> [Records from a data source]
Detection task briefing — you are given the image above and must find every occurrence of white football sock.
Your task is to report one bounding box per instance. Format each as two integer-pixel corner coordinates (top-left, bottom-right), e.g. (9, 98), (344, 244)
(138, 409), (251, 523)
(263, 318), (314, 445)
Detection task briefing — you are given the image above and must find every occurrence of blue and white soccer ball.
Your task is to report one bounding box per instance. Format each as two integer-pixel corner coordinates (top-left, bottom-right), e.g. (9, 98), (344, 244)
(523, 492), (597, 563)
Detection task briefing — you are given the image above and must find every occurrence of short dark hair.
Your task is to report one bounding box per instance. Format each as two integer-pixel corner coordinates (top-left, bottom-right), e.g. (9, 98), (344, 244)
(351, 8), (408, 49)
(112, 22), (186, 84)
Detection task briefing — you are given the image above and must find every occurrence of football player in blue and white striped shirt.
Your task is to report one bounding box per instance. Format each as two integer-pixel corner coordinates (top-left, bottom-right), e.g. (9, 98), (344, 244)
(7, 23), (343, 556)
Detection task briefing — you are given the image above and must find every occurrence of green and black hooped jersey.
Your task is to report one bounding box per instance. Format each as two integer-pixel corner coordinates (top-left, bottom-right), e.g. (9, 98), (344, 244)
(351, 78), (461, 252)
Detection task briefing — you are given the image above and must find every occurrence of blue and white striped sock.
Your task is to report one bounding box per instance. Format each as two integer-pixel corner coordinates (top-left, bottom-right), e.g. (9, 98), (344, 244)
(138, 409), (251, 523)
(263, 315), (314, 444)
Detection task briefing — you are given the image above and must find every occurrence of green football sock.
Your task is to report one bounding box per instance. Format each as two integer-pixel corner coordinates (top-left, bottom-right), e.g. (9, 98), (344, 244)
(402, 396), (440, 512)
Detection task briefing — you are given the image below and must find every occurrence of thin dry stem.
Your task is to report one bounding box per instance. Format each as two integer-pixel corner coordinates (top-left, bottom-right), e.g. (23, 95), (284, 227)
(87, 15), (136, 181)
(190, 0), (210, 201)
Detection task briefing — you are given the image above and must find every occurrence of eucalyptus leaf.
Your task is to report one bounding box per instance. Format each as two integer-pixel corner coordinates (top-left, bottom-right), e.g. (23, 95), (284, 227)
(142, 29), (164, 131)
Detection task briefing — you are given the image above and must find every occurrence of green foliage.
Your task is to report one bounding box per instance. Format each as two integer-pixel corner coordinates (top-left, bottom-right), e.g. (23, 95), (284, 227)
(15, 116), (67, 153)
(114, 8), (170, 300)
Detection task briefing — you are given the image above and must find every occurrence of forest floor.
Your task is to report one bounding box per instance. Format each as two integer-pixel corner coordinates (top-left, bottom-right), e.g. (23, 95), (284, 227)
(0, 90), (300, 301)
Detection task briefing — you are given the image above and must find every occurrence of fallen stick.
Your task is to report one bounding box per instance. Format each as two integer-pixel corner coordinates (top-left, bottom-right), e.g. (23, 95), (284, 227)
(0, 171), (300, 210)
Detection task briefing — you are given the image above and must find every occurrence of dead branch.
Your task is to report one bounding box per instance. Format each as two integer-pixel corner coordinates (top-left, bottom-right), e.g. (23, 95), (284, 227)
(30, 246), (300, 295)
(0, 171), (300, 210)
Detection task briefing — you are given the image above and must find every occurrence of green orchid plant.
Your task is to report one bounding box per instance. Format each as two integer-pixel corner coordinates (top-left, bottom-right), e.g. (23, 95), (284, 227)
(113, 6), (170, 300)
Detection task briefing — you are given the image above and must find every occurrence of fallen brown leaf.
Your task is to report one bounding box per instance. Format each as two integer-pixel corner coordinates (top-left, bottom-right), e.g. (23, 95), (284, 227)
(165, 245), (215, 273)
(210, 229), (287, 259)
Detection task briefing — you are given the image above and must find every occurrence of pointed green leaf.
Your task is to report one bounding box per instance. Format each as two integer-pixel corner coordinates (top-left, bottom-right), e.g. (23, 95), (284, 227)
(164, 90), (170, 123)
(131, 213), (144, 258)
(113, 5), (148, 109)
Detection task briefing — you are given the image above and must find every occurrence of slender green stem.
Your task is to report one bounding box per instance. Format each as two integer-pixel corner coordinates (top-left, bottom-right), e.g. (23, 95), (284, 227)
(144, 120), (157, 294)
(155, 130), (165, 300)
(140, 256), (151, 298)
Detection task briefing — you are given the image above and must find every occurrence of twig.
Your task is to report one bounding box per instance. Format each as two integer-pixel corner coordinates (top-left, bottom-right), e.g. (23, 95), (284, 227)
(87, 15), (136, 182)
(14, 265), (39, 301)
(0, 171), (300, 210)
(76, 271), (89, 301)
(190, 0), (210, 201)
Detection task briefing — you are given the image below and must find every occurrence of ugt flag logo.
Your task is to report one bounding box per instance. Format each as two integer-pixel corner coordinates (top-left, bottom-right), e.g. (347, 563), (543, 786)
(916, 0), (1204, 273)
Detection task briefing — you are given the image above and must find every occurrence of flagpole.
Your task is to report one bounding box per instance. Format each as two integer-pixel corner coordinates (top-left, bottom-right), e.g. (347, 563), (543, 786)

> [What the exercise asks] Write out all of these lines again, replacing "Detection task briefing" with "Object search briefing" each time it occurs and keeping everything else unchanged.

> [Reply]
Object search briefing — you are given the image above and must find every occurrence of white football sock.
Your task is to report one bounding box per instance. Format each as two integer-pixel corner coordinates (top-left, bottom-right), e.g. (9, 98), (344, 244)
(138, 409), (251, 523)
(263, 318), (314, 445)
Object search briefing — you are given the image above and must find every occurrence of blue and white soccer ball.
Your task is to report one bounding box per instance. Format each as two integer-pixel corner coordinates (top-left, bottom-right), e.g. (9, 98), (344, 244)
(523, 492), (597, 563)
Object search briefing — you are given the image above and must find every occurrence of short dark hair.
Your task is to report one bounding box per instance. Format each as two integer-pixel corner coordinates (top-left, bottom-right), e.g. (9, 98), (344, 244)
(351, 8), (408, 49)
(112, 22), (186, 84)
Object search briefing — you are given the image above and must find every occurrence of football player in blue and white striped shirt.
Your task is to report one bounding box per instance. Format each as two integer-pixel corner coordinates (top-left, bottom-right), e.g. (9, 98), (344, 244)
(7, 23), (343, 556)
Object search briefing — you are given the image above and must find every occurrence of green and black hooped jersey.
Your task is to report one bounding box per instance. Format each as two integer-pixel corner coordinates (top-left, bottom-right), e.g. (9, 98), (344, 244)
(351, 78), (461, 252)
Object search briefing — you are given the image above and must find every occurrence of blue and white striped sock.
Your task is to report one bounding box per instance. Format each as two integer-pixel corner coordinates (top-left, bottom-right), e.g. (9, 98), (344, 244)
(138, 409), (251, 523)
(263, 315), (314, 444)
Object search briefing — you are given the image above and must find every occurrence of green football sock.
Your task is to report one bounding box per instance. Format each as two integer-pixel corner coordinates (top-left, bottom-right), e.g. (9, 98), (344, 244)
(402, 396), (440, 512)
Object search briefing — you are given the image below and must find every occurrence of thin dry stem.
Your task is to report one bounding box per instance. Format each as two integer-pixel corner coordinates (top-left, bottom-right), e.g. (23, 95), (284, 227)
(87, 15), (136, 181)
(190, 0), (210, 201)
Object search briefing — you are given the image above and must find every occurrence of eucalyptus leaf.
Your task is to report one bounding box per instance. Format each as two integer-pixel corner coordinates (top-left, bottom-right), e.g. (23, 95), (284, 227)
(142, 29), (164, 131)
Object search briefing — you are given the image above and must find every occurrence of green foliage.
Your task is to report one bounding box per instance. Format each as two integer-pixel corner coordinates (top-left, bottom-right), e.g. (23, 95), (284, 227)
(15, 116), (67, 153)
(114, 8), (170, 300)
Object search briefing — you are given the image above and must find every occurrence of forest floor.
Your task is to report one bounding box per instance. Format each as two integer-pixel corner coordinates (top-left, bottom-right), e.g. (23, 95), (284, 227)
(0, 90), (300, 301)
Object search briefing — you are given the image above and must find every occurrence of fallen stick.
Your task is to report one bounding box per instance. Format each as two integer-pixel corner coordinates (top-left, bottom-right), e.g. (23, 95), (284, 227)
(0, 171), (300, 210)
Object search briefing — you are given the image above and must find every occurrence of dead branch.
Your task is to report one bounding box per instance. Format each as two integer-pixel corner coordinates (top-left, bottom-right), e.g. (23, 95), (284, 227)
(30, 246), (300, 295)
(0, 171), (300, 210)
Object search briefing — you are given the image above and must find every occurrence of green orchid plant.
Your task is to report one bounding box per instance. Format each as two integer-pixel corner coordinates (top-left, bottom-right), e.g. (23, 95), (284, 227)
(113, 6), (170, 300)
Object search briefing — you are given the image above and must find every occurrence of fallen brown leaf.
Your task is to report one bounding box per instance. Format each as two integer-pixel corner coordinates (top-left, bottom-right), e.g. (23, 95), (284, 227)
(165, 245), (215, 273)
(210, 229), (287, 259)
Object search briefing — you are given the image above and must find every occurrence of pointed green leaf.
Your task is to report one bounding box per instance. Format each as two integer-pixel corner coordinates (top-left, bottom-right), e.g. (23, 95), (284, 227)
(164, 90), (170, 123)
(131, 213), (144, 258)
(113, 5), (148, 109)
Object search briefing — you are given the image above and must find every occurrence of slender green stem.
Your task is to report one bounding box per instance. Format each as two integer-pixel corner coordinates (top-left, bottom-right), e.g. (23, 95), (284, 227)
(144, 120), (157, 294)
(155, 130), (165, 300)
(140, 256), (151, 298)
Object search briefing — you are given the image above and must find every occurrence of twig.
Your task is to report one bounding box per instance. Format each as two integer-pixel corner coordinates (top-left, bottom-right), e.g. (23, 95), (284, 227)
(87, 15), (136, 182)
(14, 265), (39, 301)
(0, 171), (300, 210)
(76, 271), (89, 301)
(190, 0), (210, 201)
Object search briefing — you are given the image below and must find every occurrence of ugt flag logo.
Your task is to report one bounding box per instance. Format each as two integer-pixel corner coordinates (top-left, bottom-right), e.g. (347, 563), (543, 786)
(916, 0), (1204, 273)
Object search briefing — you are given the image above and must find every occurrence of flagpole.
Your task is to report one bounding box per instance. Format each as two integer-pixel corner coordinates (top-left, bottom-right), e.g. (347, 563), (543, 786)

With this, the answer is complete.